Test out Gaussian Process for dealing with outliers

sonyahanson opened this issue · 8 comments

Thanks to Patrick and Bas for chatting about this over coffee after my lab meeting. Sounds like Lee had a very promising answer: Gaussian Processes!

Here are some potentially useful links I found by googling 'gaussian process outliers python':
https://bugra.github.io/work/notes/2014-05-11/robust-regression-and-outlier-detection-via-gaussian-processes/
https://ocefpaf.github.io/python4oceanographers/blog/2015/03/16/outlier_detection/

I don't think this is what we want. GPs are great for data in which there is a natural spatial relationship between the collected data, but that relationship must be learned. We are dealing with a very different case---we know what the relationship is, through the dissociation constant equations and mass conservation laws. Utilizing a GP of the sort in those examples would not only "forget" that information, but it doesn't allow us to propagate any uncertainty in which points are outliers into the posterior.

Instead, I think we should use an approach like this, where there is a prior on the fraction of outliers and the outlier distribution has a mean and variance that is inferred (and marginalized out) during MCMC sampling:
http://www.astroml.org/book_figures/chapter8/fig_outlier_rejection.html

But first, before we even talk about models, we absolutely need to collect some examples of the outliers and look at them to see what it tells us about the nature of the data.

Just making a note here that this is something we should keep at the front of our minds.

Agreed! Would be great to compile a list of data with outliers to find a strategy that works!

Awesome! This is exactly what we need to make this work! Thanks!

@jchodera has an idea about Bayesian outlier detection that he is interested in implementing.

## INFORMATION PROVIDED
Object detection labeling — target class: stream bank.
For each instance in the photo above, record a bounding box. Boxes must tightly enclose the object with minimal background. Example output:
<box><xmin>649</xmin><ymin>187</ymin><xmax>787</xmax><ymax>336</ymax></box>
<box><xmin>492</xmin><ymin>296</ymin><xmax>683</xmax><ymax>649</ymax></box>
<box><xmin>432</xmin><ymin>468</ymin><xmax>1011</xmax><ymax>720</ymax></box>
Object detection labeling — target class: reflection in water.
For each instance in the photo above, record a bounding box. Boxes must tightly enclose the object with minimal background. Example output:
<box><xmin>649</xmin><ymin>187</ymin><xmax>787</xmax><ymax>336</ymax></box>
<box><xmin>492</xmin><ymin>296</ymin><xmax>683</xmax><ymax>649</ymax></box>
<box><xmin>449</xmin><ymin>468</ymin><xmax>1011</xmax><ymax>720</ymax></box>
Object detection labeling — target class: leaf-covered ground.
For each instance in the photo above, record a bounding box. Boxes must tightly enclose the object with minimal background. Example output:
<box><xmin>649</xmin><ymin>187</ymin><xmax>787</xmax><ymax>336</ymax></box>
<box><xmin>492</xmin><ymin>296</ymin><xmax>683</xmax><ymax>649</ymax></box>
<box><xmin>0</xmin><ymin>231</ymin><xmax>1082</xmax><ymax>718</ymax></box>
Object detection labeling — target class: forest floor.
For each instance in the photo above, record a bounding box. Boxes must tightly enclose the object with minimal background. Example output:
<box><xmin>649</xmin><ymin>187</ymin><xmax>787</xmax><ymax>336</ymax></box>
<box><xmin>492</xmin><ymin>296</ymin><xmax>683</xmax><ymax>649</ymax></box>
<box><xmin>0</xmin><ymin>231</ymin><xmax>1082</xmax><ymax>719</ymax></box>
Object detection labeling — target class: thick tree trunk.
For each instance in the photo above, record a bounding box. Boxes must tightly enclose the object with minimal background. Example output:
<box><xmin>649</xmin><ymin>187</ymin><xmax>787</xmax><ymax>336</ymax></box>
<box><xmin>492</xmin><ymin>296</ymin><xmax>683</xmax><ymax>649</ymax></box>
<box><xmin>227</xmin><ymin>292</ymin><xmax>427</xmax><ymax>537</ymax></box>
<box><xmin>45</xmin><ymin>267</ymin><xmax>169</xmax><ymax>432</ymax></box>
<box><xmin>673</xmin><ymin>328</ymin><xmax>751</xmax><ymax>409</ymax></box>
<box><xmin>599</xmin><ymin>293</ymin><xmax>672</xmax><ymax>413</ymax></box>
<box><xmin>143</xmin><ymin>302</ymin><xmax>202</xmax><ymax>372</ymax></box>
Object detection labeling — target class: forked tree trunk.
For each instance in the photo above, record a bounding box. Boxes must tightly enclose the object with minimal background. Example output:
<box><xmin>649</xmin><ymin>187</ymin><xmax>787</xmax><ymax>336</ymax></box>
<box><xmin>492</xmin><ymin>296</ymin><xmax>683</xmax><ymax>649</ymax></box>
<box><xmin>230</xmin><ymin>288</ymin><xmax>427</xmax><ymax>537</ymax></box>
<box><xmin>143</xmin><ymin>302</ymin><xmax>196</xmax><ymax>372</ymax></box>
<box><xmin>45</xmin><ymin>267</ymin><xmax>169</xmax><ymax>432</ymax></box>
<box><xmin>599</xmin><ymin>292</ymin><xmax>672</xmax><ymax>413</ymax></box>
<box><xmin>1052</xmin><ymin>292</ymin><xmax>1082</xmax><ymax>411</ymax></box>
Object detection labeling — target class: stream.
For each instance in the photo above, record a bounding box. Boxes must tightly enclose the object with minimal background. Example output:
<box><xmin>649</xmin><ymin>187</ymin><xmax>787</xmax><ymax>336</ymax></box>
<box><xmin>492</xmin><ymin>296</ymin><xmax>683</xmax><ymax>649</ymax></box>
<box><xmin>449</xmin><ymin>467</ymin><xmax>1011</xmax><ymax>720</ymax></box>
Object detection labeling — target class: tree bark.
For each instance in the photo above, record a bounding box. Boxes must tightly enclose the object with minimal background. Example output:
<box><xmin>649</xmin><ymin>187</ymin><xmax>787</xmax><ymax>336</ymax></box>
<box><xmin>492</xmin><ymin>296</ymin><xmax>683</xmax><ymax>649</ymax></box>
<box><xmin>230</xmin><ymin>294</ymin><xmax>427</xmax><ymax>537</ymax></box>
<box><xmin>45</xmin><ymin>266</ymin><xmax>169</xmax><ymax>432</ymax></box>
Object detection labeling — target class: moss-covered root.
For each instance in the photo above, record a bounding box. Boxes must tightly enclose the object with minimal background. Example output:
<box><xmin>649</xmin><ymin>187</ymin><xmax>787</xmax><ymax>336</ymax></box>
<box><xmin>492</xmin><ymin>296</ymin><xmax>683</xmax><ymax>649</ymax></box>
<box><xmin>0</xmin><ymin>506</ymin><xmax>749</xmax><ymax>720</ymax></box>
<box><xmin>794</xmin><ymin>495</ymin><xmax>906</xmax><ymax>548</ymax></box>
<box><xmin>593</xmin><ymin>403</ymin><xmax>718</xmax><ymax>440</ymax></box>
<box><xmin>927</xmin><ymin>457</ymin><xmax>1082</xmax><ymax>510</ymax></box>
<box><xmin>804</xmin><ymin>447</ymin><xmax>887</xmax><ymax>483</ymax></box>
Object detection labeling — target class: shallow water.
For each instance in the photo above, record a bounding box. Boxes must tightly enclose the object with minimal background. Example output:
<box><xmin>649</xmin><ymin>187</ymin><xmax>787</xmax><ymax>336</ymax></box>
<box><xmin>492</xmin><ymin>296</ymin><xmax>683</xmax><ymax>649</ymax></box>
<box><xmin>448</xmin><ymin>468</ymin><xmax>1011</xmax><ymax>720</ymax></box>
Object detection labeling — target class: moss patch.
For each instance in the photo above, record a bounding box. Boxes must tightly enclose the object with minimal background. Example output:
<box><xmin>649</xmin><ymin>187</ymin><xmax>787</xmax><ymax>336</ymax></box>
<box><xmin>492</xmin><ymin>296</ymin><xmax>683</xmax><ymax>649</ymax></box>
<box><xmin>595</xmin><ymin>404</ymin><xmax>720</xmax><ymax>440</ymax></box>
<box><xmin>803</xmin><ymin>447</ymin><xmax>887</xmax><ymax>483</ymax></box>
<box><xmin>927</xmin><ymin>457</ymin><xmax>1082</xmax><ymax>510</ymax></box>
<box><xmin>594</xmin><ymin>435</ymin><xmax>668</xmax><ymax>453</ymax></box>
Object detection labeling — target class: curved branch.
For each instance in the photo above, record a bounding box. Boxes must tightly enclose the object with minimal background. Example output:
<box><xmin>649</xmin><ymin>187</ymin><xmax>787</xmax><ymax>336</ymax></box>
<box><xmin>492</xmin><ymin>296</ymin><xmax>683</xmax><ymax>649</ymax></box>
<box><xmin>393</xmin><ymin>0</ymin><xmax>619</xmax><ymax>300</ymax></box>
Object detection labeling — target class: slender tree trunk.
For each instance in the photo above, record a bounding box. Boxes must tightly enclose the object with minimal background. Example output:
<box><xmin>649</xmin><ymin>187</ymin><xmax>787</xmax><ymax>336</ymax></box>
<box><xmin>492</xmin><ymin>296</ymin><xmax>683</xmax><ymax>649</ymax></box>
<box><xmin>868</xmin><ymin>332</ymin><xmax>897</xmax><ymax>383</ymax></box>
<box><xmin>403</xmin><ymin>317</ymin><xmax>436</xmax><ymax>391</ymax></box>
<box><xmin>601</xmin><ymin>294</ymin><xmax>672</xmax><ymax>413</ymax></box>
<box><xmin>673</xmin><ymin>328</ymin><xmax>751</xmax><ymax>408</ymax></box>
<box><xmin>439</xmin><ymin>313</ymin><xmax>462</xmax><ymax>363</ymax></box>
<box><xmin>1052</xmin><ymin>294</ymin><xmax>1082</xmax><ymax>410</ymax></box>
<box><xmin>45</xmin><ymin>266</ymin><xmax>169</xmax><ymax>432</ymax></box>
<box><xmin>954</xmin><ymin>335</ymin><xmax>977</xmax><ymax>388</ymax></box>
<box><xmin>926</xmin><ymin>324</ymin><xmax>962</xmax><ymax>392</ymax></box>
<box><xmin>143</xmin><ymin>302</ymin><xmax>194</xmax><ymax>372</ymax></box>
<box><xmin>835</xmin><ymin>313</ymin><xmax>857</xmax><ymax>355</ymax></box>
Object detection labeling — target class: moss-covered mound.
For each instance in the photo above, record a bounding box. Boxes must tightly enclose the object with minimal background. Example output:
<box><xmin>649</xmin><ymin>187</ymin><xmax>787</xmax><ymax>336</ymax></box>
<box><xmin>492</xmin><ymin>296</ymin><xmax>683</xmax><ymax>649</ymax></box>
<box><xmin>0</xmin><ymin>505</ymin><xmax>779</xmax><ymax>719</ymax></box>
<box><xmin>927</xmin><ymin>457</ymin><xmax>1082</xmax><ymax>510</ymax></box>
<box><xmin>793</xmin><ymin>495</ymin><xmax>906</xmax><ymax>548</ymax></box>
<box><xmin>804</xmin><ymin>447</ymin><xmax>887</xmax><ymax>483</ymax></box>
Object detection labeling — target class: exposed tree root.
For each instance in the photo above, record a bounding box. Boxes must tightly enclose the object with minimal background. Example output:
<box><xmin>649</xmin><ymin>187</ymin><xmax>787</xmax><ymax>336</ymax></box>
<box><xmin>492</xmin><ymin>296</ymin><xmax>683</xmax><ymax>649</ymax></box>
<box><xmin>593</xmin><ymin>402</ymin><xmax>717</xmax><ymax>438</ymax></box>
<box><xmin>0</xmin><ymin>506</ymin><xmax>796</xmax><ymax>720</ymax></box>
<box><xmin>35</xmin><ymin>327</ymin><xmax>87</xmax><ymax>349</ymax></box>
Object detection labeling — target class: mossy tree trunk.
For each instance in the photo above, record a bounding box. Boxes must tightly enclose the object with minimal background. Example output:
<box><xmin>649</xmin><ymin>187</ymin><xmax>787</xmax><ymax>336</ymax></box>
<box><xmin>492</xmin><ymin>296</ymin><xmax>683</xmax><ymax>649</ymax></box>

## EXERCISE PROMPT
Please rewrite the paragraph in the issue thread on Gaussian Processes that begins "I don't think this is what we want" as a short bulleted list that keeps its main points.

## FINAL RESULT
- Gaussian Processes suit data with a natural spatial relationship that must be learned.
- In this case the relationship is already known from the dissociation constant equations and mass conservation laws.
- A GP like the ones in those examples would "forget" that known information.
- It also would not propagate uncertainty about which points are outliers into the posterior.